Tâche à réaliser: Recopiez le passage du texte qui commence aux mots « Agneszka Joniak-Lüthi : L’anthropologie » et s'arrête après « l’objet de recherches. », en substituant « sociétés éloignées » à « sociétés lointaines ».

Texte:

L’expertise régionale d’Agneszka Joniak-Lüthi se concentre sur la République populaire de Chine et les régions frontalières entre la Chine et l’Asie centrale. Agneszka Joniak-Lüthi a enseigné et mené des recherches en Chine pendant plus de quatre ans. Elle s’est tout d’abord intéressée aux provinces du Sud-Ouest de la Chine, puis aux mégapoles que sont Pékin et Shangaï. Depuis 2011, la chercheuse intervient aussi dans les régions arides du nord-ouest. Dans l’une de ses dernières études, Agneszka Joniak-Lüthi s’est intéressée aux axes de transports, à la dégradation de l’environnement et aux processus politico-administratifs d’aménagement du territoire.

Central Asian Analytical Network : Quand et pourquoi l’anthropologie a-t-elle commencé à étudier les infrastructures ?

Agneszka Joniak-Lüthi : L’anthropologie sociale et culturelle s’est longtemps consacrée à l’étude de lieux et d’individus éloignés du cadre de vie de l’ethnographe. À cette époque, les ethnographes se rendaient dans des sociétés lointaines – c’est-à-dire étrangères à la compréhension des ethnographes eux-mêmes – pour y étudier les systèmes de parenté, le système économique, les rituels et les religions. Par conséquent, les sociétés et les lieux d’origine des ethnographes ne faisaient pas l’objet de recherches.

Données extraites:
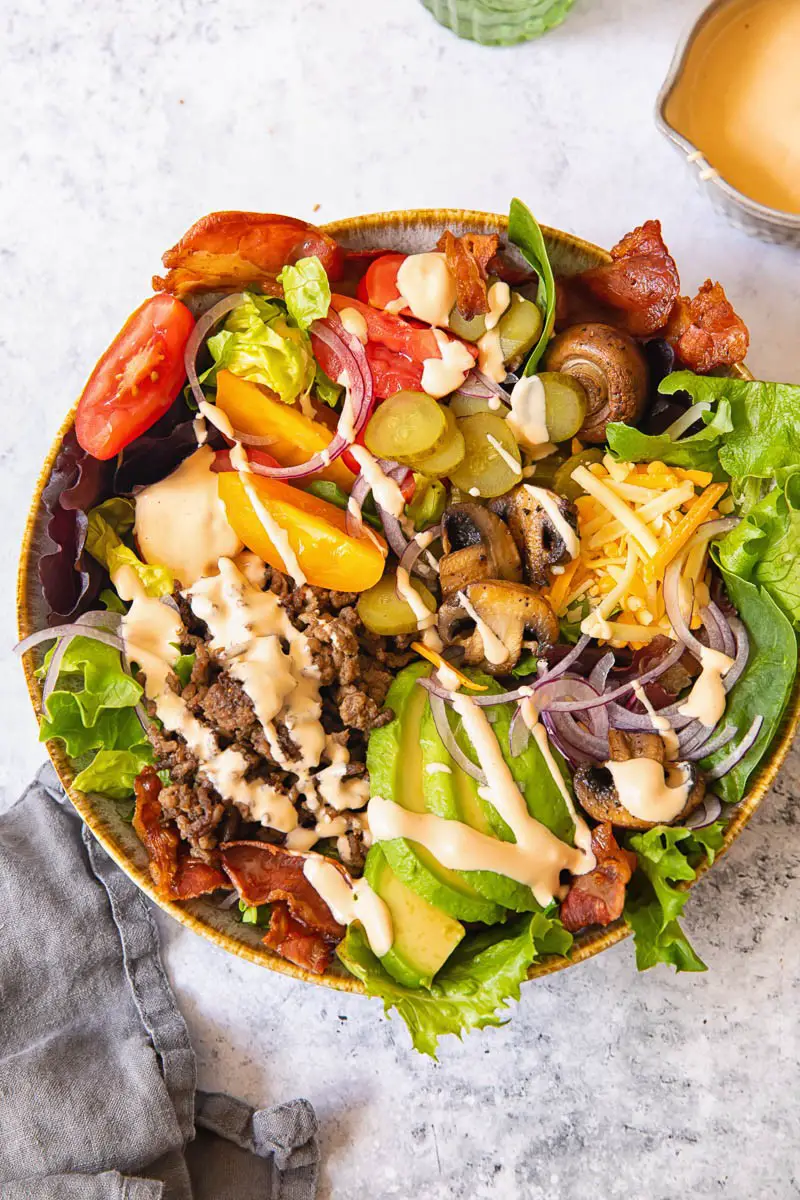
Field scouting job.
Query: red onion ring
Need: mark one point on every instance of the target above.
(738, 753)
(200, 331)
(439, 713)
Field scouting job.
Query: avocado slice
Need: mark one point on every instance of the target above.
(395, 766)
(425, 936)
(456, 796)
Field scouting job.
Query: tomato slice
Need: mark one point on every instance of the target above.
(137, 379)
(379, 283)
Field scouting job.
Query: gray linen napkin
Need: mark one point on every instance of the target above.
(97, 1077)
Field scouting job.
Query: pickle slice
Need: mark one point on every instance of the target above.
(447, 454)
(486, 468)
(383, 611)
(563, 481)
(408, 425)
(565, 402)
(519, 329)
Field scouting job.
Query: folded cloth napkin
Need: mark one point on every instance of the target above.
(97, 1077)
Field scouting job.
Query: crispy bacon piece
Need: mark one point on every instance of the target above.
(264, 874)
(232, 250)
(294, 941)
(707, 333)
(176, 875)
(639, 286)
(468, 258)
(599, 898)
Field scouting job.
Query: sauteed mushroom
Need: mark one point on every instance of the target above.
(596, 791)
(477, 546)
(613, 372)
(507, 615)
(541, 544)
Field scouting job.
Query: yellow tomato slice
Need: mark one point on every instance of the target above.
(295, 438)
(328, 556)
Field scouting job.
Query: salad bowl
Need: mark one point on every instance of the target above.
(410, 231)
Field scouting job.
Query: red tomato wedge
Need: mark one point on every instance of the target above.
(137, 378)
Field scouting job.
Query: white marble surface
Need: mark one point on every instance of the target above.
(121, 124)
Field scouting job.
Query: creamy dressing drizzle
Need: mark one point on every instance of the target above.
(385, 491)
(528, 417)
(427, 288)
(352, 900)
(494, 648)
(707, 700)
(181, 522)
(649, 792)
(548, 501)
(446, 373)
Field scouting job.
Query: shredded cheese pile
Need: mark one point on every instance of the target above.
(633, 520)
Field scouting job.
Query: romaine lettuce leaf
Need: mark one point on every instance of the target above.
(306, 291)
(765, 684)
(107, 526)
(477, 981)
(764, 547)
(525, 234)
(258, 343)
(667, 855)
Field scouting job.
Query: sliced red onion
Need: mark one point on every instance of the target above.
(599, 676)
(439, 713)
(741, 655)
(623, 690)
(518, 733)
(359, 493)
(709, 745)
(738, 751)
(200, 331)
(567, 660)
(705, 813)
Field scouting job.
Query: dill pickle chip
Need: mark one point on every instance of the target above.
(447, 454)
(407, 426)
(519, 329)
(491, 463)
(565, 402)
(383, 611)
(563, 481)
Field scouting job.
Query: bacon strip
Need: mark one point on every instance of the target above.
(599, 897)
(641, 285)
(233, 250)
(468, 258)
(707, 333)
(176, 875)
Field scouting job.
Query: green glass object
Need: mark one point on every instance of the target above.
(499, 22)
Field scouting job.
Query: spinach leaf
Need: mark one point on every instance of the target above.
(765, 684)
(525, 234)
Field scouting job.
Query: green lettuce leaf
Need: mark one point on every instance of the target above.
(764, 687)
(475, 984)
(764, 547)
(696, 453)
(306, 291)
(525, 234)
(107, 526)
(113, 772)
(667, 856)
(258, 343)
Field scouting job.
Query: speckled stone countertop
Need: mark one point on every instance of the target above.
(121, 124)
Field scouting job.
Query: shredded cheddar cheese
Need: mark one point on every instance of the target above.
(632, 522)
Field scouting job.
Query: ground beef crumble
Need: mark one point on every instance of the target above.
(355, 669)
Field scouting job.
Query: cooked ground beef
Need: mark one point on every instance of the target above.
(355, 670)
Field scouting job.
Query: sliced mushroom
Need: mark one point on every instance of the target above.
(596, 791)
(535, 534)
(613, 372)
(494, 622)
(477, 546)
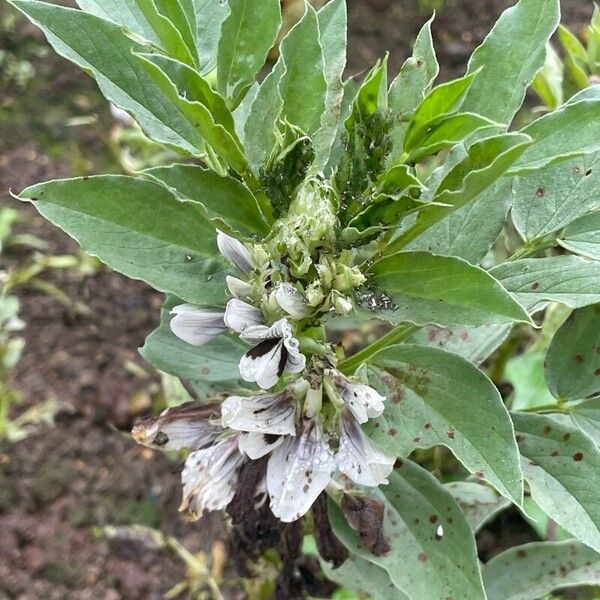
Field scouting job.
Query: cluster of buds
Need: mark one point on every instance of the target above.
(305, 422)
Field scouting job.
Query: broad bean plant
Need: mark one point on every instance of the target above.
(304, 205)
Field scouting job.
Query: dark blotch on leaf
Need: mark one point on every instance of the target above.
(330, 548)
(365, 515)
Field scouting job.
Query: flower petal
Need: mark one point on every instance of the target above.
(267, 413)
(237, 287)
(196, 325)
(240, 315)
(358, 458)
(364, 402)
(257, 445)
(298, 471)
(265, 363)
(291, 300)
(210, 476)
(235, 252)
(187, 426)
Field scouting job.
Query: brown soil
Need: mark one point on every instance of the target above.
(59, 483)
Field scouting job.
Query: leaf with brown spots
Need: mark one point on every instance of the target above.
(561, 465)
(453, 396)
(535, 570)
(572, 362)
(420, 563)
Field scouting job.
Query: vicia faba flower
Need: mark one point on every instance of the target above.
(306, 450)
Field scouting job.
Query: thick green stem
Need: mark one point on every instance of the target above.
(396, 335)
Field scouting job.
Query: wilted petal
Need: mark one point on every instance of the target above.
(210, 477)
(240, 315)
(237, 287)
(265, 363)
(267, 413)
(291, 300)
(186, 426)
(235, 252)
(358, 458)
(256, 445)
(299, 470)
(364, 402)
(196, 325)
(278, 351)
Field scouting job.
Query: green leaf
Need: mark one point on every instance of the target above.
(126, 13)
(260, 129)
(434, 397)
(247, 35)
(225, 199)
(572, 130)
(442, 101)
(102, 49)
(470, 231)
(573, 358)
(365, 578)
(303, 87)
(548, 83)
(586, 415)
(409, 87)
(548, 199)
(441, 133)
(474, 344)
(525, 373)
(561, 465)
(542, 524)
(426, 288)
(332, 34)
(216, 361)
(537, 569)
(210, 15)
(139, 229)
(571, 280)
(175, 39)
(181, 14)
(583, 236)
(196, 112)
(420, 565)
(479, 503)
(511, 55)
(486, 161)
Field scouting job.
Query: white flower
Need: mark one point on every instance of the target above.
(210, 477)
(240, 315)
(186, 426)
(276, 352)
(196, 325)
(238, 288)
(265, 414)
(235, 252)
(299, 469)
(364, 402)
(358, 458)
(291, 300)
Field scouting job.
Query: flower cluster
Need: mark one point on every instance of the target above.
(306, 419)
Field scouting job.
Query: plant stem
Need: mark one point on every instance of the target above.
(532, 247)
(396, 335)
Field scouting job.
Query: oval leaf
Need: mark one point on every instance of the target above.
(140, 229)
(561, 465)
(425, 288)
(537, 569)
(573, 360)
(434, 397)
(422, 564)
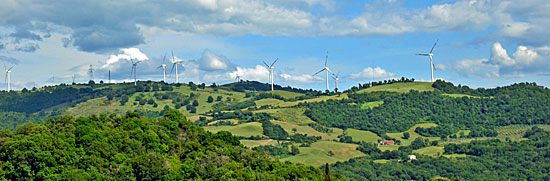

Réponse rédigée:
Agneszka Joniak-Lüthi : L’anthropologie sociale et culturelle s’est longtemps consacrée à l’étude de lieux et d’individus éloignés du cadre de vie de l’ethnographe. À cette époque, les ethnographes se rendaient dans des sociétés éloignées – c’est-à-dire étrangères à la compréhension des ethnographes eux-mêmes – pour y étudier les systèmes de parenté, le système économique, les rituels et les religions. Par conséquent, les sociétés et les lieux d’origine des ethnographes ne faisaient pas l’objet de recherches.